*** DATA TO EXAMINE Section Begins ***

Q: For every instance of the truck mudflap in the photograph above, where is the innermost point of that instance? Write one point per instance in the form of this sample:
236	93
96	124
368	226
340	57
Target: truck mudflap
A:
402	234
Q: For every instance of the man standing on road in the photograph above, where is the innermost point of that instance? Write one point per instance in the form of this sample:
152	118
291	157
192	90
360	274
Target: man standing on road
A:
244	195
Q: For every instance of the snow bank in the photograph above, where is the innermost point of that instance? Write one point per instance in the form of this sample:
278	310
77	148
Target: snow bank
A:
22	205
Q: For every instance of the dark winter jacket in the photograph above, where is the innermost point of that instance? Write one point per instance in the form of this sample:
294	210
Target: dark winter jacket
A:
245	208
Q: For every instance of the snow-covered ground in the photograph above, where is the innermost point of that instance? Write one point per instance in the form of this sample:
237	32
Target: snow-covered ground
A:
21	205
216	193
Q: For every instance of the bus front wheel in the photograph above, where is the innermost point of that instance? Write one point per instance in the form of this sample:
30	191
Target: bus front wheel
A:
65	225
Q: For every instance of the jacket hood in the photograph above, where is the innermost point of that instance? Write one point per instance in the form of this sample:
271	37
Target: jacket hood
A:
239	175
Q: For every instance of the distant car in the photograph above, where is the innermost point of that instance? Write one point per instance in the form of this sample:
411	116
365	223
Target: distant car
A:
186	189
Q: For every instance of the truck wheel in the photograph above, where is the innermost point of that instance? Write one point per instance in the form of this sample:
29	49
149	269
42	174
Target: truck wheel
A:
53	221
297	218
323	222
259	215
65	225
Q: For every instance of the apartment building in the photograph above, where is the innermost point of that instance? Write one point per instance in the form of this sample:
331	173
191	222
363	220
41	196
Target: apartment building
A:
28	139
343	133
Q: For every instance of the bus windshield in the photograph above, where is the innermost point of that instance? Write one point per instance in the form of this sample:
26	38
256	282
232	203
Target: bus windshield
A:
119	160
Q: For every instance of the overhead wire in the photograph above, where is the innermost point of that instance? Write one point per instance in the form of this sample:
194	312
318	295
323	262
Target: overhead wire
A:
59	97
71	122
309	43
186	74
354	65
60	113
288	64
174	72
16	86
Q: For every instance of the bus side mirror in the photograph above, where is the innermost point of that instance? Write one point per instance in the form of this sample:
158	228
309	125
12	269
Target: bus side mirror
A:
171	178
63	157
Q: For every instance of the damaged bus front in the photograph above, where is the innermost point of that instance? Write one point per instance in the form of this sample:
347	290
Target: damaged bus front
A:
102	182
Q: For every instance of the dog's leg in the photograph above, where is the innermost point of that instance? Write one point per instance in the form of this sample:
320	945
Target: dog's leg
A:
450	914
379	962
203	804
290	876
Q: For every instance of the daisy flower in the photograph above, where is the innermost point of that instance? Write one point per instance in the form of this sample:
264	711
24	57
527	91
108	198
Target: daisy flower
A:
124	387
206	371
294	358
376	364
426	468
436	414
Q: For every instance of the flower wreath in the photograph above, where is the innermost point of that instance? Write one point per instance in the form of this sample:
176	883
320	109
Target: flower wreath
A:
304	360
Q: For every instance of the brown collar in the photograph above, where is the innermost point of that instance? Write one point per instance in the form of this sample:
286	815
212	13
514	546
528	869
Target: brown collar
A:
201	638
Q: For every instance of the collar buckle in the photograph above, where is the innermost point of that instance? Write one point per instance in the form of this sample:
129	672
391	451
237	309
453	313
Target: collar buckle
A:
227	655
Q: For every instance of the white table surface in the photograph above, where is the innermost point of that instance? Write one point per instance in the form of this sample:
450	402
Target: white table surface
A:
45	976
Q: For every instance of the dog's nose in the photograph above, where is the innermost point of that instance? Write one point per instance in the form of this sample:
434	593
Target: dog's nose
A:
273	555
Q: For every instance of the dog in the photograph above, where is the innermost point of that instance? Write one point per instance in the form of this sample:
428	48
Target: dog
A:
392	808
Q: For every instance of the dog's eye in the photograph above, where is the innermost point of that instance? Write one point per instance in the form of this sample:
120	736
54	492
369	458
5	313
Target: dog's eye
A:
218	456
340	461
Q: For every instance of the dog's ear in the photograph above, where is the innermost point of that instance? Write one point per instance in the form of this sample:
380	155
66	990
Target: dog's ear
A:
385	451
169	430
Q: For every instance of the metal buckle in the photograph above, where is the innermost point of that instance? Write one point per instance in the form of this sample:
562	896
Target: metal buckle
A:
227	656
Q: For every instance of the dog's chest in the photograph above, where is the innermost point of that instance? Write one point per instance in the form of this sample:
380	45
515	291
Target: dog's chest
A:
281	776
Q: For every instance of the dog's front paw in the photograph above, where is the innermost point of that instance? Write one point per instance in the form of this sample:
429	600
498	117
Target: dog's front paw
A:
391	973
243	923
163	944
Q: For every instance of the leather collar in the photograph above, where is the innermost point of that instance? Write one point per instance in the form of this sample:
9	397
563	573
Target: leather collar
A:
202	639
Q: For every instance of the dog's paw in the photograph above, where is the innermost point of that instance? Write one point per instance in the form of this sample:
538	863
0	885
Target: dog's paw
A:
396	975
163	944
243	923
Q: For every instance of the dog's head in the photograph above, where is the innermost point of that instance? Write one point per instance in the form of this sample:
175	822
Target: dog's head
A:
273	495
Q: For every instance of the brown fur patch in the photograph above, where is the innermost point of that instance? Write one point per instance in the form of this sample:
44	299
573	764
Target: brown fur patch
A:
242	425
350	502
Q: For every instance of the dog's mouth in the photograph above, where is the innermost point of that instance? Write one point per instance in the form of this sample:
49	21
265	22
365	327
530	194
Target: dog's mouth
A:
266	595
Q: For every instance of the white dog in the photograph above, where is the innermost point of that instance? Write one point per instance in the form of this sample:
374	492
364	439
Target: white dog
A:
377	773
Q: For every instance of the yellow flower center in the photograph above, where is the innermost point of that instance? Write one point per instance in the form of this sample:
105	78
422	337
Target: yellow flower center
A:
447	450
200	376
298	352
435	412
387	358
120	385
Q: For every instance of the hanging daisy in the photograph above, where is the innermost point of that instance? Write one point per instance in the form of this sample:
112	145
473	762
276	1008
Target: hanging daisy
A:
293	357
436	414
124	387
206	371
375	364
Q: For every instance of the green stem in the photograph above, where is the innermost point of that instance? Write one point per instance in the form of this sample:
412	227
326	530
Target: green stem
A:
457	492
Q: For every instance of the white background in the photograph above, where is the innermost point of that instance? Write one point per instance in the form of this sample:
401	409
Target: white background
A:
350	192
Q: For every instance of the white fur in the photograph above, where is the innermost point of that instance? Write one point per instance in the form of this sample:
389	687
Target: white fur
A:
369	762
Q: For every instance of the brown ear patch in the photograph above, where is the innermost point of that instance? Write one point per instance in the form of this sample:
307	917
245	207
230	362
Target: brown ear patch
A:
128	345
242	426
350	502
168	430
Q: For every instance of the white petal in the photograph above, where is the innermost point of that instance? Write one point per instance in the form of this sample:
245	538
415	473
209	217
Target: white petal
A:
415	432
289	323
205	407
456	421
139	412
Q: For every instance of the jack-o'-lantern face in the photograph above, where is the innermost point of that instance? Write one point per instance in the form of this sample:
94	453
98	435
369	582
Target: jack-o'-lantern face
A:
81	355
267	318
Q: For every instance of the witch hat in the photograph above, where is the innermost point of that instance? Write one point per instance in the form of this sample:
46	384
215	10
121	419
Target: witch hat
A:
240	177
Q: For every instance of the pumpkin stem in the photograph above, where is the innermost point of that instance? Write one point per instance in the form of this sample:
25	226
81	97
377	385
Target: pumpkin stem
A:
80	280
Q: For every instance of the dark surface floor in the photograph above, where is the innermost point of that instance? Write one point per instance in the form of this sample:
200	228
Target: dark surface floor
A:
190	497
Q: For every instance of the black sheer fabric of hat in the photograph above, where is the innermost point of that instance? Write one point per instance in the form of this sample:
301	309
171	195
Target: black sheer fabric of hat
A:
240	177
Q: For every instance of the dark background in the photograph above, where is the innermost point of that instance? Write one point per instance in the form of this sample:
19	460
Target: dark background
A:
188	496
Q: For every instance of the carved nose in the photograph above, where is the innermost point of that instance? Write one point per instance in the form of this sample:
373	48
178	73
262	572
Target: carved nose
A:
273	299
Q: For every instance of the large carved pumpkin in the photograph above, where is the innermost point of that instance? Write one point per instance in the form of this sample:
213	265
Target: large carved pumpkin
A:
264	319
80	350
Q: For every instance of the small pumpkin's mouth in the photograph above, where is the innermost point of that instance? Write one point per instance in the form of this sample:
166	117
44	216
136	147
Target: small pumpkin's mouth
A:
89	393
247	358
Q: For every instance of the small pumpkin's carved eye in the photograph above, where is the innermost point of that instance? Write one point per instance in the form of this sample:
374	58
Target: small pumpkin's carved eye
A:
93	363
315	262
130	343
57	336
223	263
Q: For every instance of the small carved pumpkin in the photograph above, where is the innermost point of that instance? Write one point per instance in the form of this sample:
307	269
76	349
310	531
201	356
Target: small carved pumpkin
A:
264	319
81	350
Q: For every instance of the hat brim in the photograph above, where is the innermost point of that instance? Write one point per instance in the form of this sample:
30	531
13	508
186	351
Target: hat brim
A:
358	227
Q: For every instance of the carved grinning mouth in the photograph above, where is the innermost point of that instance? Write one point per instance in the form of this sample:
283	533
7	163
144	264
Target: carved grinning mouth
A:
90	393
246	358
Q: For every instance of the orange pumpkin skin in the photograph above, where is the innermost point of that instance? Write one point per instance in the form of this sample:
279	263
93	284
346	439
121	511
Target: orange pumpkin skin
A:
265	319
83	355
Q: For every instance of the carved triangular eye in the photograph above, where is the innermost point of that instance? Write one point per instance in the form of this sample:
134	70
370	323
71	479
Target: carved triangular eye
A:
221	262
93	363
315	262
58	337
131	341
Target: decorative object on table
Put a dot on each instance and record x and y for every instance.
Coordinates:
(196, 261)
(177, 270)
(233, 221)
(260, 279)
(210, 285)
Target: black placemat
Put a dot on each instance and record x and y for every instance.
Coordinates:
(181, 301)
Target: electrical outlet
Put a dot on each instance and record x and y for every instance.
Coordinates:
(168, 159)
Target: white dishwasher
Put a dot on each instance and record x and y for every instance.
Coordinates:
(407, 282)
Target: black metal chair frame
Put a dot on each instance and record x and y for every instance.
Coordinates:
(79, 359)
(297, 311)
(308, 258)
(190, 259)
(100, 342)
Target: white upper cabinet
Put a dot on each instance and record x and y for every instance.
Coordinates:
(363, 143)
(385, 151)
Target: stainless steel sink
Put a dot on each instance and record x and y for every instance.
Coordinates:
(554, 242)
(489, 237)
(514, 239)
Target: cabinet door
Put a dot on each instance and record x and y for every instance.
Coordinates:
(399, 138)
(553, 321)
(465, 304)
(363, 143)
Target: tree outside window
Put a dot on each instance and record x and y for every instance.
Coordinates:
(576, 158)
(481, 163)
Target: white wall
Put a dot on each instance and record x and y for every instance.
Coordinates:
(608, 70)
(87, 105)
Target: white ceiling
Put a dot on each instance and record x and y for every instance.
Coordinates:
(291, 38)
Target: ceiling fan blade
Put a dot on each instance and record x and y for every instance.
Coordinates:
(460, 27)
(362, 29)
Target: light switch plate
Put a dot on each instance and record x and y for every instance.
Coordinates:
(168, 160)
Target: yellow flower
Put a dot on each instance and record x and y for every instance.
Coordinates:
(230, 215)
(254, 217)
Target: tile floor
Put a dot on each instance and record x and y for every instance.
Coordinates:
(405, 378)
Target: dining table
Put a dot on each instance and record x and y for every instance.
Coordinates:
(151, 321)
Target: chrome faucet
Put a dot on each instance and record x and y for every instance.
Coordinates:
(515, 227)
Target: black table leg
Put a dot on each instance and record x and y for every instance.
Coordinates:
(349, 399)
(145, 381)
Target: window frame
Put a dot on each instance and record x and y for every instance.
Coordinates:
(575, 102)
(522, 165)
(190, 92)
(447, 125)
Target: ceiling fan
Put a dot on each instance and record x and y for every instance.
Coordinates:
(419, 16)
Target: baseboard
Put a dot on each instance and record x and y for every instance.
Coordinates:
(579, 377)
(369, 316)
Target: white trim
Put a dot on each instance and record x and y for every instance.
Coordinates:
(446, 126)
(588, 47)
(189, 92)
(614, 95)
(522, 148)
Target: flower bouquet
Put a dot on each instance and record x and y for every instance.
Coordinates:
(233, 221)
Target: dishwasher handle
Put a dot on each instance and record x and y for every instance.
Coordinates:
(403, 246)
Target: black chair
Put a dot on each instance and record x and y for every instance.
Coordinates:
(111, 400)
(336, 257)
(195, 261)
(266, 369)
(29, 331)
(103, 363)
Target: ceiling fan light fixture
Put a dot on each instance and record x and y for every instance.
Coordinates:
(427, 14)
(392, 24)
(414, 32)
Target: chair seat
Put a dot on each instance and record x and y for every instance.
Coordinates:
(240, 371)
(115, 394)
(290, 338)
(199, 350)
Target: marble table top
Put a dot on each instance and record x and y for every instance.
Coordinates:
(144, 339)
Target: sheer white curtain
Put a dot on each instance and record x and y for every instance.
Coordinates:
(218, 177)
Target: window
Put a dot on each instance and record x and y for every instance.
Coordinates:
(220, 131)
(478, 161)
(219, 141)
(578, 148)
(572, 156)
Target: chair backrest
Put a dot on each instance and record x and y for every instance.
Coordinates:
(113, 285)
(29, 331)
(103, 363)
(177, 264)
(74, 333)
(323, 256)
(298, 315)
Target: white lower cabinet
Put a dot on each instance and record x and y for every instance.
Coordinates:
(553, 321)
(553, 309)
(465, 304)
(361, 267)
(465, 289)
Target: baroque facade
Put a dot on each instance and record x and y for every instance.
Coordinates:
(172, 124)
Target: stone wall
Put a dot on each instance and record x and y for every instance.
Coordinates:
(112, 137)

*** DATA TO EXAMINE Section Ends ***

Take every line above carrying "road" and return it.

Q: For every instance of the man standing on road in the photograph above, where is the innermost point of that instance? Write one point per instance in the form of this sample:
Target: man standing on road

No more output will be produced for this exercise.